Image-grounded pointing data
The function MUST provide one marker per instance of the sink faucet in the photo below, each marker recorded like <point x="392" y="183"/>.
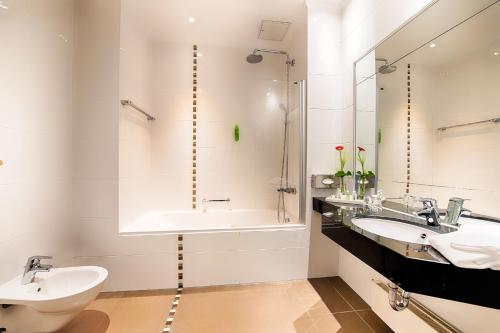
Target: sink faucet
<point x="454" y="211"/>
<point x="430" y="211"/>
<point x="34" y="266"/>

---

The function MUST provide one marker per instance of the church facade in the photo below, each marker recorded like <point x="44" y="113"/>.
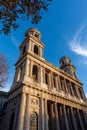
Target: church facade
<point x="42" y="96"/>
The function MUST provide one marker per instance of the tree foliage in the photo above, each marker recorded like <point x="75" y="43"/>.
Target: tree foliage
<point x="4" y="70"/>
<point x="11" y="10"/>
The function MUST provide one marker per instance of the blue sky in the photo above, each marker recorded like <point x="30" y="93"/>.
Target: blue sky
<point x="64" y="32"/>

● Required action
Your answer should be a single number: the tally of lines in the entries that include the word "provide".

● Written response
4